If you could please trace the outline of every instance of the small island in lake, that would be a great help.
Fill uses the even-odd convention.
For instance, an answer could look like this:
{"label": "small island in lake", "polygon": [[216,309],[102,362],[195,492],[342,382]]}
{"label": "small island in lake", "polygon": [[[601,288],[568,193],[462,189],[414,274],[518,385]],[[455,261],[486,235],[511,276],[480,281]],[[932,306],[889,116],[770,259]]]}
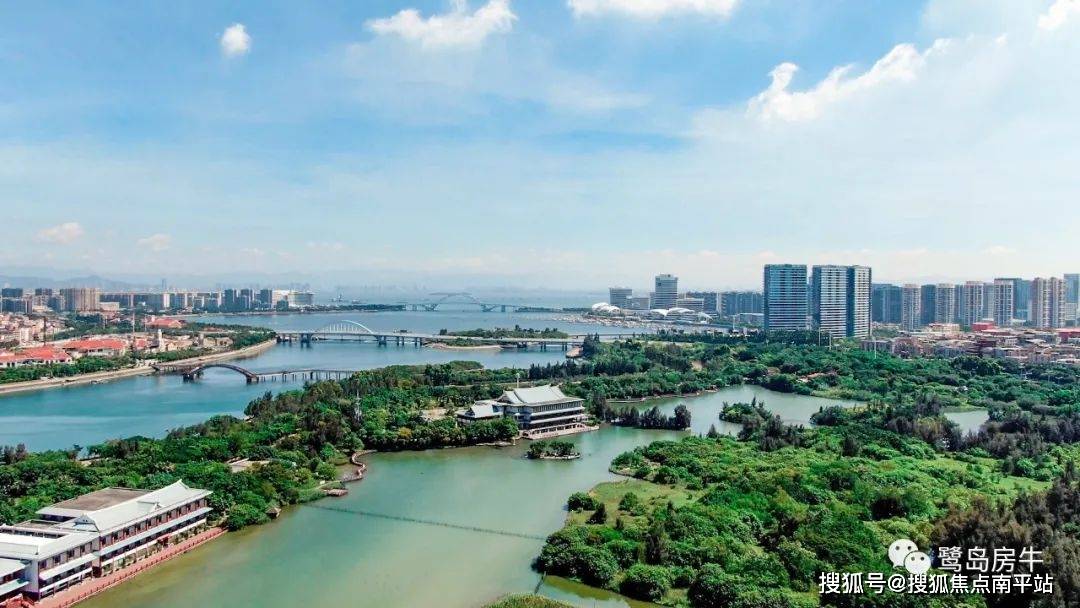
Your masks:
{"label": "small island in lake", "polygon": [[537,441],[529,446],[526,456],[530,460],[573,460],[581,458],[581,452],[569,441]]}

______________________________

▸ WHAT TO WORK ON: Filter the listing above, keeping only the lines with "instance".

▸ TASK RESPONSE:
If you could please trace the outline of every instance of the small island in lake, that would be a great help.
For instance, an answer could look like this:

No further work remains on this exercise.